-- start Input records --

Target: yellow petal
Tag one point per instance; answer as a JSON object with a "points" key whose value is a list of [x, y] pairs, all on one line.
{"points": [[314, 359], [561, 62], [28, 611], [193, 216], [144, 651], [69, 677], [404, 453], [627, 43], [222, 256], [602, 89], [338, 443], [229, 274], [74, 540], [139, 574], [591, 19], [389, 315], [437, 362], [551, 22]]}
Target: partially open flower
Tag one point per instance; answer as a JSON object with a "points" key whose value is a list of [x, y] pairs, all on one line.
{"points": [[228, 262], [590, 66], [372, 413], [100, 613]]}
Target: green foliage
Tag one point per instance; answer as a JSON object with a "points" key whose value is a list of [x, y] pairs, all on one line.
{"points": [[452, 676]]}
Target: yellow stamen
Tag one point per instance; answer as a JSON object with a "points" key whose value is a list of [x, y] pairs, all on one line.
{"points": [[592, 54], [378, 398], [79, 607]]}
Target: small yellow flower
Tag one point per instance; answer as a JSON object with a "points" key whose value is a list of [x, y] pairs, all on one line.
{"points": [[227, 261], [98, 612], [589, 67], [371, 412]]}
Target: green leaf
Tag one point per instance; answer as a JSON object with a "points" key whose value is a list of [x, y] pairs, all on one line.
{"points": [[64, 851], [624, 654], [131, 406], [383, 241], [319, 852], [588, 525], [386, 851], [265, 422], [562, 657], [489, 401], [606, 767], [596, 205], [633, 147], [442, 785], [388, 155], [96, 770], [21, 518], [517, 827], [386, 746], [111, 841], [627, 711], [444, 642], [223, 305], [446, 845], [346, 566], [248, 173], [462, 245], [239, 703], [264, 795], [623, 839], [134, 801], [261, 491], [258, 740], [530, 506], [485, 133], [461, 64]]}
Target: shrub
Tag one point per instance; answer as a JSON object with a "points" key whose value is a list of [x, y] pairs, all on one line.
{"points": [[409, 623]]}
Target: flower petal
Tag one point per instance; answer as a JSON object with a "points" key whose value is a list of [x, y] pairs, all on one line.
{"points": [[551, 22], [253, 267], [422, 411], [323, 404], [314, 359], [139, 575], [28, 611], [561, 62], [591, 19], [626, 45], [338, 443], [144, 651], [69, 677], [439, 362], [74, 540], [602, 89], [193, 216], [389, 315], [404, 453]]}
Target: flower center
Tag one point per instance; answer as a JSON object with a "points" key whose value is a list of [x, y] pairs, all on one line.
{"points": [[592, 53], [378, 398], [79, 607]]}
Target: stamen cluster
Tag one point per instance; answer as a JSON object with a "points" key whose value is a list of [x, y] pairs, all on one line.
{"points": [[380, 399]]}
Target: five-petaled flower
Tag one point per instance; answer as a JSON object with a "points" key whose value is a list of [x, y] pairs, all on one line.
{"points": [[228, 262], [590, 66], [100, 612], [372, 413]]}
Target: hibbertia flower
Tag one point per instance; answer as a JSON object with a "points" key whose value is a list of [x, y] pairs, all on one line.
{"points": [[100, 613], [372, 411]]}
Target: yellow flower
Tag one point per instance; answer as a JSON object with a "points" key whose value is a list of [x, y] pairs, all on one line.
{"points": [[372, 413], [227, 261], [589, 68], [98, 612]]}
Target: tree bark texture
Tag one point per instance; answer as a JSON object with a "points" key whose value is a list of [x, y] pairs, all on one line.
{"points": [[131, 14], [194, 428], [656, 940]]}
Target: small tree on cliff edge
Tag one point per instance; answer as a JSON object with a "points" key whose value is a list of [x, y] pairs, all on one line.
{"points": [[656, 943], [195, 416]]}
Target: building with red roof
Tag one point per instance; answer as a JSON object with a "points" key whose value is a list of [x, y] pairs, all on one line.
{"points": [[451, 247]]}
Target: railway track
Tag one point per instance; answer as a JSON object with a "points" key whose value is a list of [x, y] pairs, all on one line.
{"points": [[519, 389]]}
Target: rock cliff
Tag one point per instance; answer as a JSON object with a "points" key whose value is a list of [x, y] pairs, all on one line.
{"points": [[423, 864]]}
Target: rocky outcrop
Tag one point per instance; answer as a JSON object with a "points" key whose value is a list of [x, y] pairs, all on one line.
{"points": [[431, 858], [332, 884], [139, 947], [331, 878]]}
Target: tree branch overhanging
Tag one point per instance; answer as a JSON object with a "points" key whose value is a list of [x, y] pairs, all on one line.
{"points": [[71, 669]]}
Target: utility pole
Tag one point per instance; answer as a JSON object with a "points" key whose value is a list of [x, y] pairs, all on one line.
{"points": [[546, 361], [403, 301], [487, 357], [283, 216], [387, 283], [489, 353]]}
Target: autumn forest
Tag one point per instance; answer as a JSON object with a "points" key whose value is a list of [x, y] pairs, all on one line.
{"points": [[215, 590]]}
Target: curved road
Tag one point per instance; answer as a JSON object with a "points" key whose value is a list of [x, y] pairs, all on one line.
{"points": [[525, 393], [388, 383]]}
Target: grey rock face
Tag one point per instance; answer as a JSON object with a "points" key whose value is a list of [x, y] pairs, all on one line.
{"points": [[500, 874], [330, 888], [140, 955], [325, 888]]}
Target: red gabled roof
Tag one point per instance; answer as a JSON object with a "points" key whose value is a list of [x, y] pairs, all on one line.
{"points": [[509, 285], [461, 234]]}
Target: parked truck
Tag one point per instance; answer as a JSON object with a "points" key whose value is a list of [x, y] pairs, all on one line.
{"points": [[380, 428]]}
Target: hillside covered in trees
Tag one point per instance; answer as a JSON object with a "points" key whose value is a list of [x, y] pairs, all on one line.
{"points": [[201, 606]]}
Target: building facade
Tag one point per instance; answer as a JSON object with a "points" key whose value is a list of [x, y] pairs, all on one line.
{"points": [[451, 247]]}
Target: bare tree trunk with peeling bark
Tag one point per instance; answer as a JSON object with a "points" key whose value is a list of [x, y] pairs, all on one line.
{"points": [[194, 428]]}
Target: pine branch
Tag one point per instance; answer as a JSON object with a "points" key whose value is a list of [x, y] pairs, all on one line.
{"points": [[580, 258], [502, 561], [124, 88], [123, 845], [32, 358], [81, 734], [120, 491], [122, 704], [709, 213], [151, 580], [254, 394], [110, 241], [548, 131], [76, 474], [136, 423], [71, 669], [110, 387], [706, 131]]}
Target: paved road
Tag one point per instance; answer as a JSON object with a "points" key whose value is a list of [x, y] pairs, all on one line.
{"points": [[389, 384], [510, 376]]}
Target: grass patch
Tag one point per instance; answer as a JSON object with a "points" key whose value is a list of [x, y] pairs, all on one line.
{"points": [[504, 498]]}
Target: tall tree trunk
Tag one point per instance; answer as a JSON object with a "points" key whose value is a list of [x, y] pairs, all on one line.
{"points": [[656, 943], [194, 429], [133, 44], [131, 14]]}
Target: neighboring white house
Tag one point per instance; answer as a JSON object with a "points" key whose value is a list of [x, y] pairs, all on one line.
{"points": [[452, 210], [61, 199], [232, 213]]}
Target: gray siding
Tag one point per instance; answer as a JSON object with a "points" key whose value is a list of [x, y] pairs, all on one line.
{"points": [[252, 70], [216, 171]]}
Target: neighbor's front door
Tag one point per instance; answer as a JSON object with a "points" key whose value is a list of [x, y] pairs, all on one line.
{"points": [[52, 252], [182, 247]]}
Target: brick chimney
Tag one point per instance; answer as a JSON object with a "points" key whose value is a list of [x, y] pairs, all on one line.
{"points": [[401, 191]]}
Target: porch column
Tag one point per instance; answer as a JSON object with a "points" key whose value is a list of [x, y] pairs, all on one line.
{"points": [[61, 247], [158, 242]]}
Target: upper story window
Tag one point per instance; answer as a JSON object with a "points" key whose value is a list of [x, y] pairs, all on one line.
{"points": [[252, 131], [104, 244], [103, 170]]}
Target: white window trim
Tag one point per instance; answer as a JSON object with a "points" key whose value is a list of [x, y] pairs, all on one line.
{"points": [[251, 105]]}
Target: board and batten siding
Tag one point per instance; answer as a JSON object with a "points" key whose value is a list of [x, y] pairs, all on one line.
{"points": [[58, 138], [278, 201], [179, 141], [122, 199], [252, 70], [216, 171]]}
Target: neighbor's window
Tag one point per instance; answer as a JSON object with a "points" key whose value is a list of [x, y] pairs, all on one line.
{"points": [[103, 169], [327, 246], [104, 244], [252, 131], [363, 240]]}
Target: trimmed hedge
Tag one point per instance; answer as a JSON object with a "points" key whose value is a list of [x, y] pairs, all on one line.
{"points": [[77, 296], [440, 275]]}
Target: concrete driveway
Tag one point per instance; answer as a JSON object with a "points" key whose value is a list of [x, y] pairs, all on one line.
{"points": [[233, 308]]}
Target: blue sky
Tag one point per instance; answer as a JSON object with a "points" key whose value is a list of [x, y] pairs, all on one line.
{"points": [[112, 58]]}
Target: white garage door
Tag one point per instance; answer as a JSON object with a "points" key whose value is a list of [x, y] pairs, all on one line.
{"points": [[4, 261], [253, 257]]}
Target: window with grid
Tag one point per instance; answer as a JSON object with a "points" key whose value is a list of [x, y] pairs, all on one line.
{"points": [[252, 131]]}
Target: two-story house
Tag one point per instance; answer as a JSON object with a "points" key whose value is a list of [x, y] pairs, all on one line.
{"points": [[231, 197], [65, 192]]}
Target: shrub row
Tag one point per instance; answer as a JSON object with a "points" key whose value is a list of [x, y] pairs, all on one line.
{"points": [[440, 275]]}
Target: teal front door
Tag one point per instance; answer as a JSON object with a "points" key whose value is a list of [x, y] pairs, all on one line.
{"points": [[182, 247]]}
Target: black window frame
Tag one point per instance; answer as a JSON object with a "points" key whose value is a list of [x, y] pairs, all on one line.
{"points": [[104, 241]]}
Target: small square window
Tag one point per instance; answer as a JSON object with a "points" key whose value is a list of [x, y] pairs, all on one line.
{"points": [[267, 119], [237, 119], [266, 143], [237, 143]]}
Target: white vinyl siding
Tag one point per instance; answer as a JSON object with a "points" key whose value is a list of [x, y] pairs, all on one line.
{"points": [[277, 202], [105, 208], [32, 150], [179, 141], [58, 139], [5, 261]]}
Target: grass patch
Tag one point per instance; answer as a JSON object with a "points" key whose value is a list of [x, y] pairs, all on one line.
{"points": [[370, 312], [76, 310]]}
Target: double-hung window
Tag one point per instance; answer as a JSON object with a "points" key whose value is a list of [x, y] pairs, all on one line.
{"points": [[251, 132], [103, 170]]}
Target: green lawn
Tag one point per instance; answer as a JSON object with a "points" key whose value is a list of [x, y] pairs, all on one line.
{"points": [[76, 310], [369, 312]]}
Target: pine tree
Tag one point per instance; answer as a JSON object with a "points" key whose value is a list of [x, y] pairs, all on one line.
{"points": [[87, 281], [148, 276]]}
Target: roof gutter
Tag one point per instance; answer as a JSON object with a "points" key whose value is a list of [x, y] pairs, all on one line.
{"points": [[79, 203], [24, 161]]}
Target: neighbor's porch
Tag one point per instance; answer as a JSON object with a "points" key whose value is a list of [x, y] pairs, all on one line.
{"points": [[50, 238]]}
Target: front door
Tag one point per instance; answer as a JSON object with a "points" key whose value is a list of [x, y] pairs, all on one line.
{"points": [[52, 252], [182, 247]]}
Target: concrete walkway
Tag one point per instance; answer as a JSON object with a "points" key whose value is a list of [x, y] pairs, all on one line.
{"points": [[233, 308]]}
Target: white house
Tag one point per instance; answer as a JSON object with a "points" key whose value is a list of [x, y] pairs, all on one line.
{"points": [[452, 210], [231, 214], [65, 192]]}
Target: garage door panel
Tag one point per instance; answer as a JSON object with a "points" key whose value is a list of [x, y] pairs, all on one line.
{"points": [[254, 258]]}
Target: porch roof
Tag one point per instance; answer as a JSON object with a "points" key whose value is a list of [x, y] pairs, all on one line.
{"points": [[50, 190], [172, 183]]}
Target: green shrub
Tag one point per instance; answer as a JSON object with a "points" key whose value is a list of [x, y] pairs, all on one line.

-- end Input records --

= The request =
In the records above, return only the line that contains "Target: neighbor's porch" and every line after it through the last, exactly as they appear.

= Final result =
Target: neighbor's porch
Tag one point per instance; answer as a JSON object with a "points" key whose value is a list of [x, y] pairs, all on one line.
{"points": [[50, 238]]}
Target: front door
Tag one point per instance; answer as a JSON object with a "points" key whose value is a list of [x, y] pairs, all on one line.
{"points": [[52, 252], [182, 247]]}
Target: concrete walkway
Tag one point per instance; answer as a JSON object with a "points" key whose value is a list of [x, y] pairs, all on one line.
{"points": [[233, 308]]}
Target: white house
Tag one point per instance; answer as a JSON object with a "points" key whose value is a list of [x, y] pairs, all on one line.
{"points": [[452, 210], [231, 214], [65, 192]]}
Target: garage door panel
Tag one point per instance; answer as a JSON object with a "points" key whose value is a list of [x, y] pairs, all on one line.
{"points": [[254, 258]]}
Target: porch roof
Tag one point per instance; answer as a JSON object with a "points" key whose value is a list of [x, y] pairs, all on one line.
{"points": [[50, 190], [172, 183]]}
Target: green shrub
Tag one point per instance; answer as a JSON object with a "points" key whose value is a list of [x, y] pairs, all on one line.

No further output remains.